BRIEF
Reproduce the rows below, swapping every "dot" for "point" and keeping all other text unchanged. Leave the pictures out of your output.

EXERCISE DATA
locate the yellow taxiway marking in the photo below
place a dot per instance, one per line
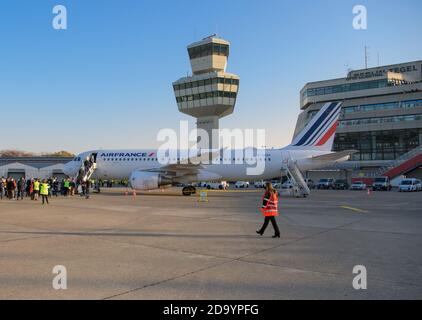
(354, 209)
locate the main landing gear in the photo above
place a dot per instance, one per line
(188, 190)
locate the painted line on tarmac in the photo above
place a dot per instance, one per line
(231, 191)
(354, 209)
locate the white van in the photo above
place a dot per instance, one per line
(409, 185)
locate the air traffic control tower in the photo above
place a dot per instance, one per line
(210, 93)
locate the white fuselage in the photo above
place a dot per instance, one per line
(236, 165)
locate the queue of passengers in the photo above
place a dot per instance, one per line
(45, 188)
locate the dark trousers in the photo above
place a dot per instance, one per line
(20, 194)
(273, 222)
(44, 198)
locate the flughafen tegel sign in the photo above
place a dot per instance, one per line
(381, 71)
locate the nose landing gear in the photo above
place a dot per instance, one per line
(188, 190)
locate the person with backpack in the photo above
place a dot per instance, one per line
(269, 209)
(44, 188)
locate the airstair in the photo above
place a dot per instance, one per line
(294, 175)
(88, 168)
(399, 166)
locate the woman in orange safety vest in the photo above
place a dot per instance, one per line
(269, 209)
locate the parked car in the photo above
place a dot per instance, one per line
(259, 184)
(310, 183)
(408, 185)
(419, 184)
(287, 185)
(381, 183)
(241, 184)
(325, 184)
(358, 185)
(341, 184)
(224, 185)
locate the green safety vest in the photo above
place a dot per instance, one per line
(44, 189)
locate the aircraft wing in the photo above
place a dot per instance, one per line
(189, 166)
(334, 156)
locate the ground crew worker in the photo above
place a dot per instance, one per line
(36, 189)
(269, 209)
(44, 187)
(66, 186)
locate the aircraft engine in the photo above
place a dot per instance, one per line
(141, 180)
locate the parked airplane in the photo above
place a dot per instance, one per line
(310, 149)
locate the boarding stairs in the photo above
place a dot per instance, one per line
(299, 186)
(399, 166)
(85, 173)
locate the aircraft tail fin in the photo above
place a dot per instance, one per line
(319, 133)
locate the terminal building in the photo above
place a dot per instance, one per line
(210, 92)
(33, 167)
(381, 117)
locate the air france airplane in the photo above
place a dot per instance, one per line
(310, 149)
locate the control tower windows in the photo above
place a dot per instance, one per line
(209, 49)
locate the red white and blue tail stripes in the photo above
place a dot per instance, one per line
(321, 129)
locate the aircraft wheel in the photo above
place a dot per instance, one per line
(189, 190)
(186, 191)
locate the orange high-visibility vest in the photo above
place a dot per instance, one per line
(271, 209)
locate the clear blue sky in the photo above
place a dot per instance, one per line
(106, 81)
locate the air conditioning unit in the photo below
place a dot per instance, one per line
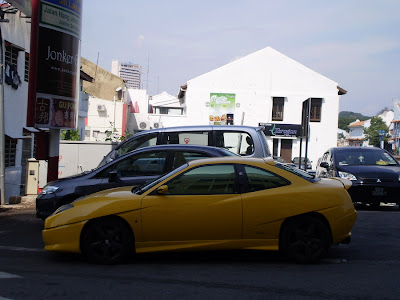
(144, 125)
(101, 108)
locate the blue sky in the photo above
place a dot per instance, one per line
(355, 43)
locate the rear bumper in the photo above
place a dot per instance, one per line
(375, 193)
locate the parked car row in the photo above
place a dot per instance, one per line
(172, 189)
(208, 204)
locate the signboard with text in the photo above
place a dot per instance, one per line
(57, 85)
(281, 130)
(222, 109)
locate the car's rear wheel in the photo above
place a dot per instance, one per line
(304, 239)
(107, 241)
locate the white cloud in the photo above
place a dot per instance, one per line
(140, 40)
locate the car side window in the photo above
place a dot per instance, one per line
(237, 142)
(204, 180)
(140, 142)
(262, 180)
(183, 157)
(143, 164)
(188, 137)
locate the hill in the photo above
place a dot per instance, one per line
(346, 117)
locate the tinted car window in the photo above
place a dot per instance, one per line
(183, 157)
(262, 180)
(236, 142)
(298, 172)
(143, 164)
(204, 180)
(143, 141)
(364, 157)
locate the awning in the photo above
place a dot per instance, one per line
(31, 129)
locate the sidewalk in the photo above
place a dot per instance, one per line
(27, 203)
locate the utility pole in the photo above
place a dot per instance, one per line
(2, 126)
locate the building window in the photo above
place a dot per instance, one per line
(26, 75)
(277, 108)
(163, 111)
(10, 150)
(11, 55)
(315, 110)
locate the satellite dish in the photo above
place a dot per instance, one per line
(142, 125)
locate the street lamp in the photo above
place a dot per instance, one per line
(381, 135)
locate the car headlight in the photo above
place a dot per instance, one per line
(63, 208)
(346, 175)
(49, 189)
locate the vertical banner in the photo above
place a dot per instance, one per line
(58, 70)
(222, 109)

SOLUTION FOR THIS PROBLEM
locate the yellow taxiway marking in the photo below
place a point per instance, one per line
(354, 209)
locate the main landing gear in the photo above
place a point per instance, one per line
(188, 190)
locate the painted line on tarmac in the photo above
place a point per instance, one per line
(231, 191)
(354, 209)
locate the white van in the photo above
place a point per instance, one per line
(409, 185)
locate the air traffic control tower in the photo above
place a point per instance, one per line
(210, 93)
locate the white fuselage in the photo above
place a point per instance, one per line
(236, 165)
locate the queue of passengers in the photo above
place a point per instance, one per line
(45, 188)
locate the dark trousers in the photo above
place a point per instance, one per line
(20, 194)
(273, 222)
(44, 198)
locate the flughafen tegel sign in the photo above
place a point per instance, one per line
(381, 71)
locate the nose landing gear in the photo above
place a point per instance, one per line
(188, 190)
locate the person with backpack in the photo above
place a point per instance, one per line
(269, 209)
(44, 188)
locate the airstair in the photo above
place a point per instance, one per line
(294, 175)
(88, 168)
(399, 166)
locate the woman in orange safety vest in the photo above
place a point per instance, one per line
(269, 209)
locate the parked car in the photo above
place a point per instance, one per line
(259, 184)
(310, 183)
(408, 185)
(419, 184)
(287, 185)
(381, 183)
(241, 184)
(325, 184)
(358, 185)
(341, 184)
(224, 185)
locate the green safety vest in the photo above
place a point per instance, one per line
(44, 189)
locate the aircraft wing in the photo above
place a point per instance, one per line
(189, 166)
(334, 156)
locate the ground crew worker in the photo above
place a point per instance, one per line
(36, 189)
(269, 209)
(44, 187)
(66, 186)
locate the aircraft engine in the photo above
place a point per instance, one per line
(141, 180)
locate the parked airplane in the photo above
place a point per instance, one per line
(310, 149)
locate the boarding stairs in the photo above
place a point per instance, one per line
(299, 186)
(399, 166)
(85, 173)
locate the aircraft tail fin in the photo above
place a point per instance, one per line
(319, 133)
locate the terminal building in the photo above
place a point per instance, one per line
(210, 92)
(33, 167)
(381, 117)
locate the air france airplane in the photo above
place a point per instance, one per line
(310, 149)
locate the control tower windows in the photo above
place a point per instance, one per line
(209, 49)
locate the red white and blue tail stripes in the photo above
place a point per instance, one per line
(321, 129)
locate the aircraft wheel in the photo above
place a point per instance, one per line
(189, 190)
(186, 191)
locate the orange high-visibility vest in the photo above
place a point per instance, one per line
(271, 209)
locate the clear blue sky in the photo above
place a point per instance, one per line
(106, 81)
locate the air conditioning unit in the photo below
place a point per instance, one per line
(144, 125)
(101, 108)
locate the blue sky in the photo above
place a point per instance, one per line
(355, 43)
locate the rear bumper in the photo above
place a point per instance, one per line
(375, 193)
locate the parked car row in the photo above
place a point per instance, one per line
(172, 189)
(208, 204)
locate the signboard with text in the photo above
place a point per instance, one per line
(57, 85)
(281, 130)
(222, 109)
locate the car's rear wheel in the photo above
place a point per instance, one per line
(304, 239)
(107, 241)
locate the white cloud in the photo above
place a point per instance, one per line
(140, 40)
locate the car side window in the photo above
place a point per instance, one per line
(237, 142)
(204, 180)
(140, 142)
(262, 180)
(183, 157)
(143, 164)
(188, 137)
locate the hill in the photo above
place a point per instance, one per line
(346, 117)
locate the tinted car window in the photo above
place a point per instance, one per line
(183, 157)
(262, 180)
(236, 142)
(298, 172)
(143, 164)
(204, 180)
(143, 141)
(364, 157)
locate the awning in the photo above
place a point per instance, one per line
(31, 129)
locate the sidewalk in the photo above
place a point per instance, one per line
(27, 203)
locate the utility pole in the photo above
place a point per instance, one per line
(2, 126)
locate the building window in the photo above
place a point per instance, one per line
(26, 75)
(277, 108)
(163, 111)
(10, 150)
(11, 55)
(315, 110)
locate the satellite dish in the photo above
place a point per instance, one per line
(142, 125)
locate the street lamp in the photo above
place a point per instance, one per line
(381, 135)
locate the car headlight in the photo above
place a point per instance, one per line
(63, 208)
(346, 175)
(49, 189)
locate the vertical banner in the photo above
place a point per instance, one per line
(58, 70)
(222, 109)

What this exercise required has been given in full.